WORK TO BE COMPLETED. Repeat the lines that follow, leaving nothing out.

>>>>>

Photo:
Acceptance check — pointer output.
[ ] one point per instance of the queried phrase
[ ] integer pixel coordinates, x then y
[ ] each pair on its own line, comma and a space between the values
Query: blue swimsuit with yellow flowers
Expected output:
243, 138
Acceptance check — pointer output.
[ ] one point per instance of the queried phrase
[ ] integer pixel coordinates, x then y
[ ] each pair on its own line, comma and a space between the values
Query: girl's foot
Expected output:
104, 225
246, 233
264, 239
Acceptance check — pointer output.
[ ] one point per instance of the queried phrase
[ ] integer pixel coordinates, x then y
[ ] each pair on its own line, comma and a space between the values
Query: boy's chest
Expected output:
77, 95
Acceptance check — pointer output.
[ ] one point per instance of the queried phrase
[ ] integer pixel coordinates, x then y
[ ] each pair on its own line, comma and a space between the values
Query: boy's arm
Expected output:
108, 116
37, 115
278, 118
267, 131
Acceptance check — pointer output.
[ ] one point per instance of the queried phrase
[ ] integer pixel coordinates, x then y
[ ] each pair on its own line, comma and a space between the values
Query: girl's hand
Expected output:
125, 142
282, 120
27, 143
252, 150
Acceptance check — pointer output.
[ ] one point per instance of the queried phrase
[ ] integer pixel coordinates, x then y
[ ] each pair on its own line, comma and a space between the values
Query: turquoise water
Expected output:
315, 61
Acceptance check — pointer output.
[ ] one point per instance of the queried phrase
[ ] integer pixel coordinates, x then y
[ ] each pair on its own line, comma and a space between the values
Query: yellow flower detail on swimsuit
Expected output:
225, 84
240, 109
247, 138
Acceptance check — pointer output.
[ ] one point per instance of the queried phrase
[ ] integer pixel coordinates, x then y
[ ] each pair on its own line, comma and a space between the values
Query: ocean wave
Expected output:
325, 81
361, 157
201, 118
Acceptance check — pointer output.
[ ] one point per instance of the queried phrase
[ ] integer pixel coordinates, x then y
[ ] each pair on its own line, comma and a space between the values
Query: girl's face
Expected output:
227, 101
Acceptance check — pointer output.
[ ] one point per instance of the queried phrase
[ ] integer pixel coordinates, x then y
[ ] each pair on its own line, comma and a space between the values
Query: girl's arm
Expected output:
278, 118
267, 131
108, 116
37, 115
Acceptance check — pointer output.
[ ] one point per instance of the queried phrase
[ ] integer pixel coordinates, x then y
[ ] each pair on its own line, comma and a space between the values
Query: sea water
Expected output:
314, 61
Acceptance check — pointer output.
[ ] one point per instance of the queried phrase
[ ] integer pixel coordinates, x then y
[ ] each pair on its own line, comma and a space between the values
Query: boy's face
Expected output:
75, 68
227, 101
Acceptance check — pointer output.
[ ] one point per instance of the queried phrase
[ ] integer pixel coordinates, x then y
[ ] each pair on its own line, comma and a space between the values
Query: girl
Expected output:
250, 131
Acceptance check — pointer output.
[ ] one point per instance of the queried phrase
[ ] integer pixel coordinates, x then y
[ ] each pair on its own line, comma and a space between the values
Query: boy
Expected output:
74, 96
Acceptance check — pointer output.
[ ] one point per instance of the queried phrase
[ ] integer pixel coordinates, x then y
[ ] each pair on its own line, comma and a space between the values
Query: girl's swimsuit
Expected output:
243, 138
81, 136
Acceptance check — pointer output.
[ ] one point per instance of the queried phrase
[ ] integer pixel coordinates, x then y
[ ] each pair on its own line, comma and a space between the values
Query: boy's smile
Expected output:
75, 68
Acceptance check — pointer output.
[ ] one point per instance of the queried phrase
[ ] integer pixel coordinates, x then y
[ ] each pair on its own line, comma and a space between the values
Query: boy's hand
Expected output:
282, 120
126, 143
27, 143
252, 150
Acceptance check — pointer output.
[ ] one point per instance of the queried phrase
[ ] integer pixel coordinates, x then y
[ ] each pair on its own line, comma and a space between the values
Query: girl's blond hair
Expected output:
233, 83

<<<<<

TASK RESULT.
Photo:
Acceptance check — pointer output.
[ ] one point per instance of the queried phrase
[ ] integer pixel coordinates, x then y
[ ] each pair on its own line, comma and a space between the values
Query: blue swimsuit with yellow flowers
Expected output:
243, 138
Acceptance check — pointer output.
[ ] one point per instance of the queried phrase
[ ] integer pixel coordinates, x then y
[ ] each pair on its own line, comma and a space between the values
Query: girl's foot
Expected output:
104, 225
246, 233
264, 239
Acceptance check — pointer output.
[ ] one point per instance of the queried phrase
[ ] integer pixel coordinates, x then y
[ ] each pair on its own line, comma and a space between the values
Query: boy's chest
Expected output:
77, 95
Acceptance check — pointer output.
[ ] one point per instance of the queried phrase
[ ] integer pixel coordinates, x then y
[ ] each pair on its own line, comma and a space between the values
Query: boy's arm
Expected output:
108, 116
37, 115
278, 118
267, 131
Acceptance check — pointer output.
[ ] one point per instance of the queried phrase
[ ] integer pixel coordinates, x then y
[ ] each pair on its own line, comma and a space between the values
Query: girl's hand
Expected output:
125, 142
282, 120
27, 143
252, 150
Acceptance check — pointer output.
[ ] one point per instance of the queried phrase
[ ] integer pixel coordinates, x then y
[ ] each pair on its own line, comma and a space between the values
Query: turquoise water
Expected output:
315, 61
Acceptance check — pointer output.
[ ] one point per instance of the queried phrase
[ ] integer pixel coordinates, x then y
[ ] each pair on its own line, comma and a space between the values
Query: yellow flower detail on swimsuit
Expected output:
225, 84
240, 109
247, 138
Acceptance check — pointer output.
[ ] one point per instance of the queried phrase
[ ] integer pixel coordinates, x then y
[ ] each pair on its own line, comma and a space between the values
Query: ocean wave
Expected output:
325, 81
361, 157
201, 118
Acceptance check — pointer output.
[ ] one point per instance of the queried phrase
[ ] integer pixel coordinates, x then y
[ ] each pair on its own line, comma and a space between the values
Query: girl's face
Expected output:
227, 101
Acceptance check — pointer output.
[ ] one point per instance of the queried phrase
[ ] integer pixel coordinates, x then y
[ ] each pair on its own line, comma and a space between the values
Query: girl's arm
Expected output:
278, 118
267, 131
108, 116
37, 115
Acceptance check — pointer output.
[ ] one point per instance of the queried phrase
[ ] integer pixel coordinates, x then y
[ ] each pair on its own line, comma and a space between the values
Query: sea water
Expected output:
314, 61
Acceptance check — pointer output.
[ ] one point per instance of the queried phrase
[ ] integer pixel coordinates, x then y
[ ] each pair on its own line, comma and a space between the values
Query: boy's face
Expected output:
75, 68
227, 101
Acceptance check — pointer output.
[ ] one point per instance of the queried phrase
[ ] integer pixel coordinates, x then y
[ ] each pair on its own line, comma and a space between the values
Query: girl
Expected output:
250, 131
Acceptance check — pointer output.
[ ] one point per instance of the queried phrase
[ ] integer pixel coordinates, x then y
[ ] each pair on its own line, comma and a space between the values
Query: boy
Expected output:
74, 96
Acceptance check — pointer output.
[ ] one point per instance of the queried phrase
[ ] integer pixel coordinates, x then y
[ ] each pair on its own line, comma and a space between the values
Query: girl's swimsuit
Expected output:
243, 138
81, 136
Acceptance check — pointer output.
[ ] one point per instance of the queried phrase
[ ] integer pixel coordinates, x then y
[ ] each pair on its own line, comma and a space between the values
Query: boy's smile
Expected output:
75, 68
Acceptance check — pointer output.
[ ] one point per instance of the queried phrase
[ ] integer pixel coordinates, x then y
[ ] each pair on its own line, comma and a space between the values
Query: boy's hand
Expected output:
282, 120
126, 143
27, 143
252, 150
Acceptance check — pointer output.
[ ] one point per instance of the queried phrase
[ ] integer pixel coordinates, x then y
[ ] each pair on its own line, comma and a space between the values
Query: girl's blond hair
Expected output:
233, 83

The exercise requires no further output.